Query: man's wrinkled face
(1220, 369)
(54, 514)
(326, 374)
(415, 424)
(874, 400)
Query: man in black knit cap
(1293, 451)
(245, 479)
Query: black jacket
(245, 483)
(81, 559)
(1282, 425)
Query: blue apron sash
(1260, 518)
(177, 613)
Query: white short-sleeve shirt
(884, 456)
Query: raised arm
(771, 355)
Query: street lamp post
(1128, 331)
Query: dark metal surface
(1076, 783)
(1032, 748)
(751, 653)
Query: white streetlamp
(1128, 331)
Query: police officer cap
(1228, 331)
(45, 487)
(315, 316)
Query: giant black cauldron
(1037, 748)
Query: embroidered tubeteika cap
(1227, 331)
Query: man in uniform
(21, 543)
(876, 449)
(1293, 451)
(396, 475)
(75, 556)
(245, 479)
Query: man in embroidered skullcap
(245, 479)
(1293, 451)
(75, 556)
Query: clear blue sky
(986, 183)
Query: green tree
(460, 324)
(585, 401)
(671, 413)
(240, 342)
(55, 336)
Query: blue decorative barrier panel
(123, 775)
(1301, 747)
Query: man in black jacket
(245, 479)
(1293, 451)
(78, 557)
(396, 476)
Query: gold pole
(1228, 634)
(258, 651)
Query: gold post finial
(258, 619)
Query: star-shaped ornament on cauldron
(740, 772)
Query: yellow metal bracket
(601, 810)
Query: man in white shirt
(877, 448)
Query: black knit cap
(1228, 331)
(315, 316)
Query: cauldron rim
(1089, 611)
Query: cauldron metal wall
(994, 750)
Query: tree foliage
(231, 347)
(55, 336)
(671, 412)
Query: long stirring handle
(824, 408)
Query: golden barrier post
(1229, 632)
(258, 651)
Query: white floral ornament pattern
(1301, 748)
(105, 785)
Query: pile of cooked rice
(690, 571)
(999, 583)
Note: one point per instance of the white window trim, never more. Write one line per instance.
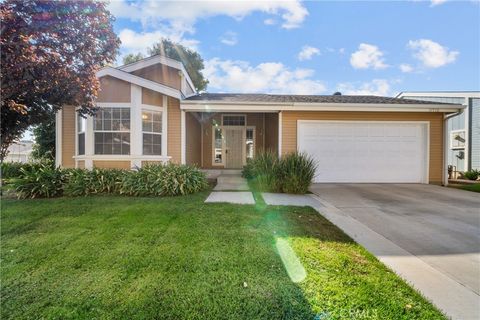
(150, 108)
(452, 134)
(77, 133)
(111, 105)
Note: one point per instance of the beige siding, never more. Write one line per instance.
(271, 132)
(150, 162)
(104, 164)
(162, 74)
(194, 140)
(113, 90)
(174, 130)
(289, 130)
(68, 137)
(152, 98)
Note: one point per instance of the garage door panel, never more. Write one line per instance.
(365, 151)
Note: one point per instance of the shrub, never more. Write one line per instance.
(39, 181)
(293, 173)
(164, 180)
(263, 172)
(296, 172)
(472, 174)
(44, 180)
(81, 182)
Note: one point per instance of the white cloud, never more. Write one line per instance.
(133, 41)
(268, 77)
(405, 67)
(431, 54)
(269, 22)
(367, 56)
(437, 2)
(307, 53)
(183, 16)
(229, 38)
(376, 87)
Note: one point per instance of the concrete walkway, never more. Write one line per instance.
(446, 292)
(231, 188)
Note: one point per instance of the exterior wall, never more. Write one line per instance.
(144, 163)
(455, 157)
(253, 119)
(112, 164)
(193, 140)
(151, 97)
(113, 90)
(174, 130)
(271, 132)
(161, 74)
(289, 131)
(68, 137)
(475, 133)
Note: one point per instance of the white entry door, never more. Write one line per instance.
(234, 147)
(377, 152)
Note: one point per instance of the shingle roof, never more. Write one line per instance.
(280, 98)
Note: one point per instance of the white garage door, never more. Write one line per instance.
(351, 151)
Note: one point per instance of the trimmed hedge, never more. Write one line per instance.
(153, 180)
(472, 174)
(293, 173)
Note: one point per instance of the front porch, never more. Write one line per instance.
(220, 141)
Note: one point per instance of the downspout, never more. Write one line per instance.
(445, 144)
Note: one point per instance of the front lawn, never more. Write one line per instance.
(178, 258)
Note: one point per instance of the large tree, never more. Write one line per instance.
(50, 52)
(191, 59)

---

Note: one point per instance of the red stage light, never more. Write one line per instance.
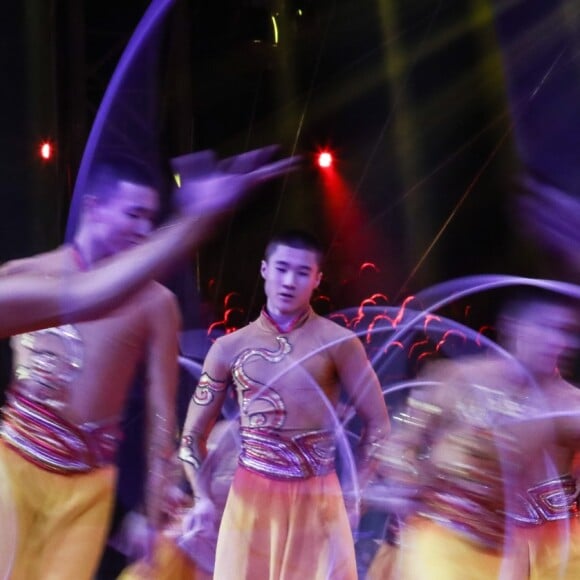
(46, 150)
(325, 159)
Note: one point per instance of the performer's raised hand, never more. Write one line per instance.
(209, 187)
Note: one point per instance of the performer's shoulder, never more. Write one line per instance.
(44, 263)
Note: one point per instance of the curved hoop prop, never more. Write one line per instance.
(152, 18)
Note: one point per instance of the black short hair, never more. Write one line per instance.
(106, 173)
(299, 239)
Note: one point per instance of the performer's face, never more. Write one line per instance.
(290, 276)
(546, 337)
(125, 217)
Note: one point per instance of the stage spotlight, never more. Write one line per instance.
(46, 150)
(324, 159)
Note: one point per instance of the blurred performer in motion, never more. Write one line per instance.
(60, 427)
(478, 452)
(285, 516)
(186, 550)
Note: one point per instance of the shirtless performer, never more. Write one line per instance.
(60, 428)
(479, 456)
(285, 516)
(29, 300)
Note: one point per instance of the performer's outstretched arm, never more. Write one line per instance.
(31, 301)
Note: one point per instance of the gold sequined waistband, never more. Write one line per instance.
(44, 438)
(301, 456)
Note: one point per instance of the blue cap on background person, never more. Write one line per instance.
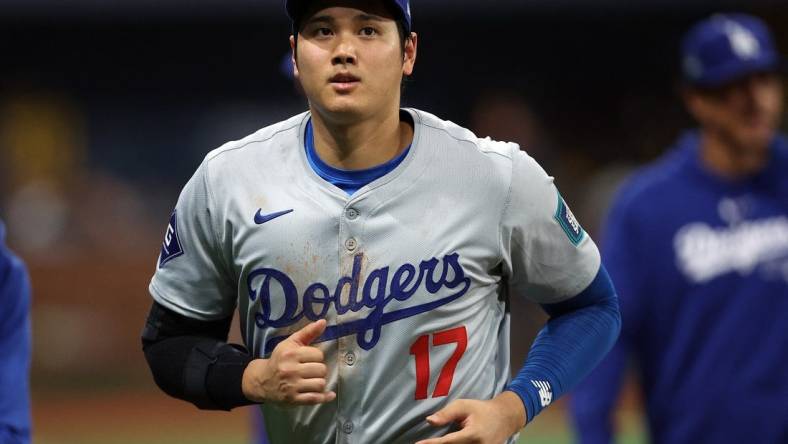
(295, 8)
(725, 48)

==

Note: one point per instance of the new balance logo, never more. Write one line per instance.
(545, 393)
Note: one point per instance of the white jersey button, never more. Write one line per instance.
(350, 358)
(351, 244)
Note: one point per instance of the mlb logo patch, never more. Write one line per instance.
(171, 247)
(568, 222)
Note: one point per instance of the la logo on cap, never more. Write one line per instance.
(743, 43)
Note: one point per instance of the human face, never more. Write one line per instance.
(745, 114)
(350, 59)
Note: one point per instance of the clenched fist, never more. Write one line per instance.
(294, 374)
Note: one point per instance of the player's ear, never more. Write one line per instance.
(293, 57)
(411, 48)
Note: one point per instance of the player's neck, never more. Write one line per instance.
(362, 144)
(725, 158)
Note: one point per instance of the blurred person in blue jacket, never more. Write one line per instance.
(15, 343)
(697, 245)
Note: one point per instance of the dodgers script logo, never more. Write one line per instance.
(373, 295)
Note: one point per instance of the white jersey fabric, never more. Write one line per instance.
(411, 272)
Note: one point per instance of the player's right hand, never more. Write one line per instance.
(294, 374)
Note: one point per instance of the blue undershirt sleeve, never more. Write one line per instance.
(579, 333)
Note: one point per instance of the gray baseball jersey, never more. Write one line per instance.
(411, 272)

## STATED PROBLEM
Arrange the lines of the records above as a Markdown table with the columns "Row" and "Line", one line per row and blank lines omitted. Start with the line containing "Query: embroidered tubeteika cap" and continue through the line containing "(1089, 611)". Include no other lines.

## OUTPUT OF THE TASK
| Row | Line |
|---|---|
| 1 | Query: embroidered tubeteika cap |
| 2 | (1227, 331) |
| 3 | Query: man in uniform |
| 4 | (21, 543) |
| 5 | (876, 449) |
| 6 | (1293, 451) |
| 7 | (396, 475) |
| 8 | (75, 556) |
| 9 | (245, 479) |
| 10 | Query: man in embroidered skullcap |
| 11 | (245, 479) |
| 12 | (1293, 451) |
| 13 | (75, 556) |
| 14 | Query: clear blue sky |
| 15 | (986, 183) |
| 16 | Query: green tree |
| 17 | (460, 324) |
| 18 | (585, 401) |
| 19 | (671, 413) |
| 20 | (240, 342) |
| 21 | (55, 336) |
| 22 | Query: blue decorative barrier panel |
| 23 | (123, 775) |
| 24 | (1301, 747) |
| 25 | Query: man in black jacket |
| 26 | (245, 479) |
| 27 | (1293, 451) |
| 28 | (78, 557) |
| 29 | (396, 476) |
| 30 | Query: gold pole |
| 31 | (1228, 634) |
| 32 | (258, 651) |
| 33 | Query: gold post finial |
| 34 | (258, 619) |
| 35 | Query: star-shaped ornament on cauldron |
| 36 | (740, 772) |
| 37 | Query: yellow metal bracket |
| 38 | (601, 810) |
| 39 | Query: man in white shirt |
| 40 | (877, 448) |
| 41 | Query: black knit cap |
| 42 | (1228, 331) |
| 43 | (315, 316) |
| 44 | Query: cauldron rim |
| 45 | (1089, 611) |